Text provided:
::::

Re: AIO v2.5

From: Andres Freund <andres(at)anarazel(dot)de>
To: Noah Misch <noah(at)leadboat(dot)com>
Cc: pgsql-hackers(at)postgresql(dot)org, Thomas Munro <thomas(dot)munro(at)gmail(dot)com>, Heikki Linnakangas <hlinnaka(at)iki(dot)fi>, Robert Haas <robertmhaas(at)gmail(dot)com>, Jakub Wartak <jakub(dot)wartak(at)enterprisedb(dot)com>, Jelte Fennema-Nio <postgres(at)jeltef(dot)nl>, Antonin Houska <ah(at)cybertec(dot)at>
Subject: Re: AIO v2.5
Date: 2025-03-30 00:39:54
Message-ID: r4pkraozkf77o35jwhcgj3ljp7v6eww7la3mj3q6osscftzatp@duypazgcphvl
Views: Raw Message | Whole Thread | Download mbox | Resend email
Thread:
Lists: pgsql-hackers

Hi,

On 2025-03-29 14:29:29 -0700, Noah Misch wrote:
> Flushing half-baked review comments before going offline for a few hours:
>
> On Wed, Mar 26, 2025 at 09:07:40PM -0400, Andres Freund wrote:
> > Attached v2.13, with the following changes:
>
> > 5) The WARNING in the callback is now a LOG, as it will be sent to the
> > client as a WARNING explicitly when the IO's results are processed
> >
> > I actually chose LOG_SERVER_ONLY - that seemed slightly better than just
> > LOG? But not at all sure.
>
> LOG_SERVER_ONLY and its synonym COMMERR look to be used for:
>
> - ProcessLogMemoryContextInterrupt()
> - messages before successful authentication
> - protocol sync loss, where we'd fail to send a client message
> - client already gone
>
> The choice between LOG and LOG_SERVER_ONLY doesn't matter much for $SUBJECT.
> If a client has decided to set client_min_messages that high, the client might
> be interested in the fact that it got side-tracked completing someone else's
> IO. On the other hand, almost none of those sidetrack events will produce
> messages. The main argument I'd envision for LOG_SERVER_ONLY is that we
> consider the message content sensitive, but I don't see the message content as
> materially sensitive.

I don't think it's sensitive - it just seems a bit sillier to send the same
thing to the client twice than to the server log. I'm happy to change it to
LOG if you prefer. Your points below mean some comments need to be updated in
smgr/md.c anyway.

> > - Previously the buffer completion callback checked zero_damaged_pages - but
> > that's not right, the GUC hopefully is only set on a per-session basis
>
> Good catch. I've now audited the complete_shared callbacks for other variable
> references and actions not acceptable there. I found nothing beyond what you
> found by v2.14.

I didn't find anything else either.

::::

(Data pulled from a collection)
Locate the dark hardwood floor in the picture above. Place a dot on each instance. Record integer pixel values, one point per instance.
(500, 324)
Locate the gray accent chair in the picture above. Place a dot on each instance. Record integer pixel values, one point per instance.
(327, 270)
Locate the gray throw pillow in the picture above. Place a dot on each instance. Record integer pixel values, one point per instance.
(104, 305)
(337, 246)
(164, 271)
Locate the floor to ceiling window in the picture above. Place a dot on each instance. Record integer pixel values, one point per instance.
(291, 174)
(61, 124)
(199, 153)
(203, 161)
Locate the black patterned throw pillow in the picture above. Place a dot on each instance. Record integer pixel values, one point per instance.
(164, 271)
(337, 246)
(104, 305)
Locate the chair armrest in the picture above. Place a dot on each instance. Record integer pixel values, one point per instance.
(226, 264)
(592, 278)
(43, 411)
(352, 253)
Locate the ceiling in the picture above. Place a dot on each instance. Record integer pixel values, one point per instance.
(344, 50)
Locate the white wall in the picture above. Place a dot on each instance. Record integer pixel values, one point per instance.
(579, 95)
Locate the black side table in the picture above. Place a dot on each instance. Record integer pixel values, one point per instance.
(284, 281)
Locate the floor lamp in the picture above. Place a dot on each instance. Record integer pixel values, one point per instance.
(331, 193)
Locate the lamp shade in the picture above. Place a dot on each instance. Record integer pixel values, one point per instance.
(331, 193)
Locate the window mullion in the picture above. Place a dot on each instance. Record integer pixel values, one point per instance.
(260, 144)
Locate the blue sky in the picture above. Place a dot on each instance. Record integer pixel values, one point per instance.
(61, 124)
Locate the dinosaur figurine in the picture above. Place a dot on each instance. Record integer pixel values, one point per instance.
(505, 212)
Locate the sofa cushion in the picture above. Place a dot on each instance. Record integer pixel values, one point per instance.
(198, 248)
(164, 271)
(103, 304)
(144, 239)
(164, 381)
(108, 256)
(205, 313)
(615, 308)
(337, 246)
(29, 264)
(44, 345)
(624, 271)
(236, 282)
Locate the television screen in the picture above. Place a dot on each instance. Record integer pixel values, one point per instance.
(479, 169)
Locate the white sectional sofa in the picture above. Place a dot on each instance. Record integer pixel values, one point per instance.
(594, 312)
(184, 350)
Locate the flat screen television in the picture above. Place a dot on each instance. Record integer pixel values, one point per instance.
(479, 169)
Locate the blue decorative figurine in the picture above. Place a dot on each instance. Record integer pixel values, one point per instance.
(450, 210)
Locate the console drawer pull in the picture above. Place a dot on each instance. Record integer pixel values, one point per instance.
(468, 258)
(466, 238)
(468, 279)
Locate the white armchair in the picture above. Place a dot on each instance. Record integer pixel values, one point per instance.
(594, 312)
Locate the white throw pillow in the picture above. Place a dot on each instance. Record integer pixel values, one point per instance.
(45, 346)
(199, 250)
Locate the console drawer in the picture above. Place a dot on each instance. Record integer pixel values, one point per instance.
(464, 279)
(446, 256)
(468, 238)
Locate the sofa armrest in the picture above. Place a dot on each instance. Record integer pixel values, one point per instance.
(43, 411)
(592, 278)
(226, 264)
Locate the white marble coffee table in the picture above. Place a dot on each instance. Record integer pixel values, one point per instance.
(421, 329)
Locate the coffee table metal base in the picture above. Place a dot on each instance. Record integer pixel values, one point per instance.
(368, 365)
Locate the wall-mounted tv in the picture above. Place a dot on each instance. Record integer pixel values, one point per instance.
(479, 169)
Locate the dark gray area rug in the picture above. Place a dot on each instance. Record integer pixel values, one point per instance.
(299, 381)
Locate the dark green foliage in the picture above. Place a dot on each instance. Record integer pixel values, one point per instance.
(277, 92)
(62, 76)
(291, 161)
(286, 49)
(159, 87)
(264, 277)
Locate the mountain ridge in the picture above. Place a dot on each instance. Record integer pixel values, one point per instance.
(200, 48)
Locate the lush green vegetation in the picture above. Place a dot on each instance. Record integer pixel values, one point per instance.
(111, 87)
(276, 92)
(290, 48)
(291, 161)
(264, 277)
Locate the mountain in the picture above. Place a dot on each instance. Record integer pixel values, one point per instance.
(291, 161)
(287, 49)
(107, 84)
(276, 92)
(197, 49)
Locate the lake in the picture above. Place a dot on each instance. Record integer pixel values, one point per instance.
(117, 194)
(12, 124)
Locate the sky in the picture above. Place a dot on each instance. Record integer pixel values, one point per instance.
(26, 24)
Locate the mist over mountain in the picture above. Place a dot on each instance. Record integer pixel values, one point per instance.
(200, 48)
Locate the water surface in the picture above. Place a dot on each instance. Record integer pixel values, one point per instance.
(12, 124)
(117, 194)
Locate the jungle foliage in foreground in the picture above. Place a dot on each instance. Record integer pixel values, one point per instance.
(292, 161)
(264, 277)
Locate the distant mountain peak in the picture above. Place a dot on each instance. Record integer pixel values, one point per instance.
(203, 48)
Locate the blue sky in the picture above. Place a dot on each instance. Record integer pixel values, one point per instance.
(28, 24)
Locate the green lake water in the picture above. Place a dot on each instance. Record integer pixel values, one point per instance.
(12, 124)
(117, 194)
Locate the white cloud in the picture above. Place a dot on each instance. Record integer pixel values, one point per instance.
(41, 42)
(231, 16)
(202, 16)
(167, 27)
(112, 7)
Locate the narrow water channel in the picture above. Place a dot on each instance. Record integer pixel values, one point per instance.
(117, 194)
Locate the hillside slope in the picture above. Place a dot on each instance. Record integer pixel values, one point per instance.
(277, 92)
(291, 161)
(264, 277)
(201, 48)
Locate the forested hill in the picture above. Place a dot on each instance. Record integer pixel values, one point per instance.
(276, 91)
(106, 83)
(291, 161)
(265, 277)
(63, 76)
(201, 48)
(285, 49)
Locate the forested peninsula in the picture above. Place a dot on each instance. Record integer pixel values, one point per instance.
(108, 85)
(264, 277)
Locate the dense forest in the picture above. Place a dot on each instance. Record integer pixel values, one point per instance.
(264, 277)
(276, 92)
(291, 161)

::::

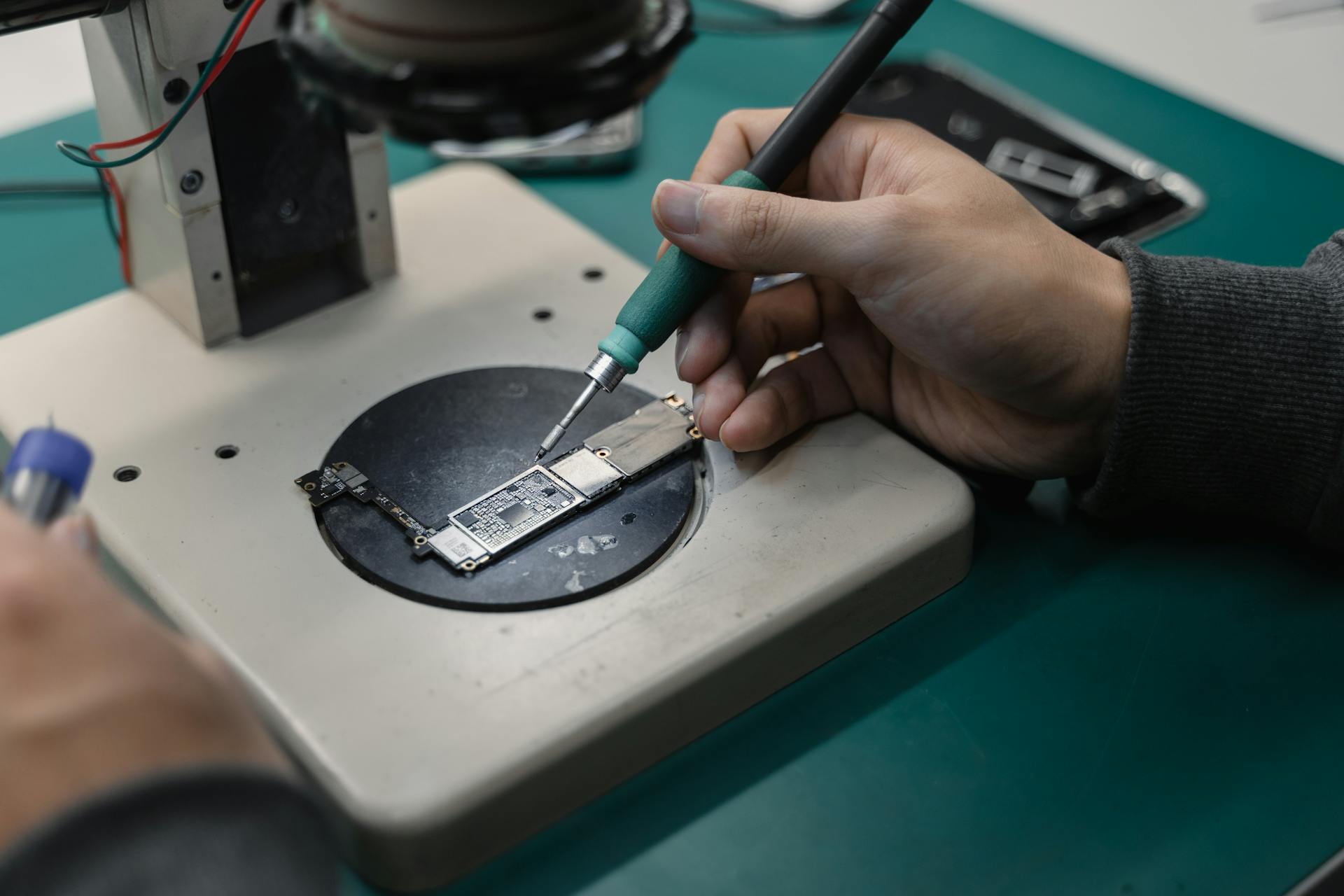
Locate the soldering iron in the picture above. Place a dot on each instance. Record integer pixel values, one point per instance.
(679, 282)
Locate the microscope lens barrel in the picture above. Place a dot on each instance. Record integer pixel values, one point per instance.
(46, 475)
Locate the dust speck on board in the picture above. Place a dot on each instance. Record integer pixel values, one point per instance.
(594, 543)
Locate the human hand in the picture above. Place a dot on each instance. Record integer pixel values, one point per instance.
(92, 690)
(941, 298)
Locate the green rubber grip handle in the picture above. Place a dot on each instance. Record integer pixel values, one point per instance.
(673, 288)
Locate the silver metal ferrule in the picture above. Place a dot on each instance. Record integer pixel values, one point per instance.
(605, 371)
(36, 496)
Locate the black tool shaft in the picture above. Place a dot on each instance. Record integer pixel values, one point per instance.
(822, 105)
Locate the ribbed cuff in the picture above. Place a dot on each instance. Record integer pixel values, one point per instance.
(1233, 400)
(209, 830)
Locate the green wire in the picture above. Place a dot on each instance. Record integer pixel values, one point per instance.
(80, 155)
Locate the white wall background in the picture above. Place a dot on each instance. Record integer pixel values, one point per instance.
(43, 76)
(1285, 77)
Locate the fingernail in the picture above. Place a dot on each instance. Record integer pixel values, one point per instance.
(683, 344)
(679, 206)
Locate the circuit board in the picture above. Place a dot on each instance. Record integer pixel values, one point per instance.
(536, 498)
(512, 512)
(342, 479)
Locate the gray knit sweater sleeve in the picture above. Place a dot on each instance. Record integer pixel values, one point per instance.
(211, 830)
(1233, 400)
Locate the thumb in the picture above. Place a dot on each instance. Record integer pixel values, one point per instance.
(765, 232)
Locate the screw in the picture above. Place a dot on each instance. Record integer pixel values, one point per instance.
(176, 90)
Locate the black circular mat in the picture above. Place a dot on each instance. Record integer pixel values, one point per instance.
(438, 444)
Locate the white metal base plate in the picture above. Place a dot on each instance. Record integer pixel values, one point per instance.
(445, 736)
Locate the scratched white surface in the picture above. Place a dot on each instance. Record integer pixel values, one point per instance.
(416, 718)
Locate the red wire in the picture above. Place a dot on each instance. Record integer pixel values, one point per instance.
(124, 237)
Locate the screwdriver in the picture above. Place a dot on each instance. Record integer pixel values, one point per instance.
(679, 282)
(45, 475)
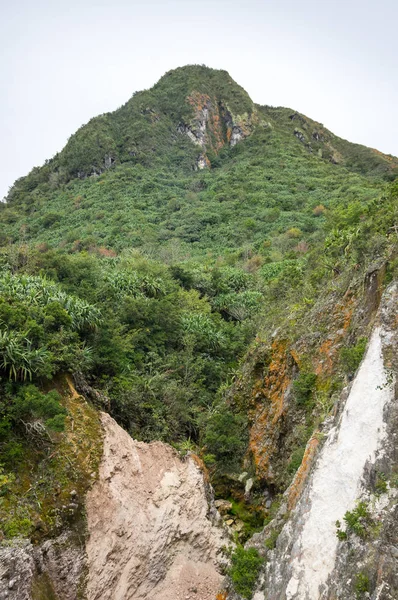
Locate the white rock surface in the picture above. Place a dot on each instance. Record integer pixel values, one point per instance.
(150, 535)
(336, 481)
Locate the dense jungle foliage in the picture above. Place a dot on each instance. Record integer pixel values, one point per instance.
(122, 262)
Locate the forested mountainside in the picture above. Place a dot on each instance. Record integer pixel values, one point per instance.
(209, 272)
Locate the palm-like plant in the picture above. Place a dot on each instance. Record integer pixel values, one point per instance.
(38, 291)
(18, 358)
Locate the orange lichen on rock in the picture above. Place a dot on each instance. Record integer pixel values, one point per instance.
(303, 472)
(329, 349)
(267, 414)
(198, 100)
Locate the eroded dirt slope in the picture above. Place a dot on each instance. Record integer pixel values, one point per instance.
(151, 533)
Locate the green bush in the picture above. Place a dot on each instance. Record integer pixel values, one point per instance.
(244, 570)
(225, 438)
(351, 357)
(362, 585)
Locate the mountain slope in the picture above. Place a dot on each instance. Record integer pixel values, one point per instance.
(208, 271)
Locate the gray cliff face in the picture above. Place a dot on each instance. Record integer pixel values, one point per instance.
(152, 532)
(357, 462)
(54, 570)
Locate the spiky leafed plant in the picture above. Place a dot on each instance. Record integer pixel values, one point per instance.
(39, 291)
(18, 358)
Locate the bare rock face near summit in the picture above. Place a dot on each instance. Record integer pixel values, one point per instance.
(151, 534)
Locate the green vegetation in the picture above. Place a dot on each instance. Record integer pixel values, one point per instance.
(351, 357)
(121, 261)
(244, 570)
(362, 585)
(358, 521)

::::

Things to do:
a) In the AIO v2.5 mailing list reply, what uses of LOG_SERVER_ONLY and its synonym COMMERR does Noah Misch list?
b) According to the AIO v2.5 mailing list reply, why was the WARNING in the callback changed to a LOG? Answer in one to three sentences.
c) Continue the AIO v2.5 mailing list reply from its last line.
These lines have no connection to the AIO v2.5 mailing list reply.

In response:
a)
- ProcessLogMemoryContextInterrupt()
- messages before successful authentication
- protocol sync loss, where we'd fail to send a client message
- client already gone

b) The message is already sent to the client as a WARNING explicitly when the IO's results are processed, so the callback does not need to issue its own WARNING.

c)
> > Subject: [PATCH v2.14 02/29] aio: Implement support for reads in smgr/md/fd
>
> > + /*
> > + * Immediately log a message about the IO error, but only to the
> > + * server log. The reason to do so immediately is that the originator
> > + * might not process the query result immediately (because it is busy
> > + * doing another part of query processing) or at all (e.g. if it was
> > + * cancelled or errored out due to another IO also failing). The
> > + * issuer of the IO will emit an ERROR when processing the IO's
>
> s/issuer/definer/ please, to avoid proliferating synonyms. Likewise two other
> places in the patches.

Hm. Will do. Doesn't bother me personally, but happy to change it.

> > +/*
> > + * smgrstartreadv() -- asynchronous version of smgrreadv()
> > + *
> > + * This starts an asynchronous readv IO using the IO handle `ioh`. Other than
> > + * `ioh` all parameters are the same as smgrreadv().
>
> I would add a comment starting with:
>
> Compared to smgrreadv(), more responsibilities fall on layers above smgr.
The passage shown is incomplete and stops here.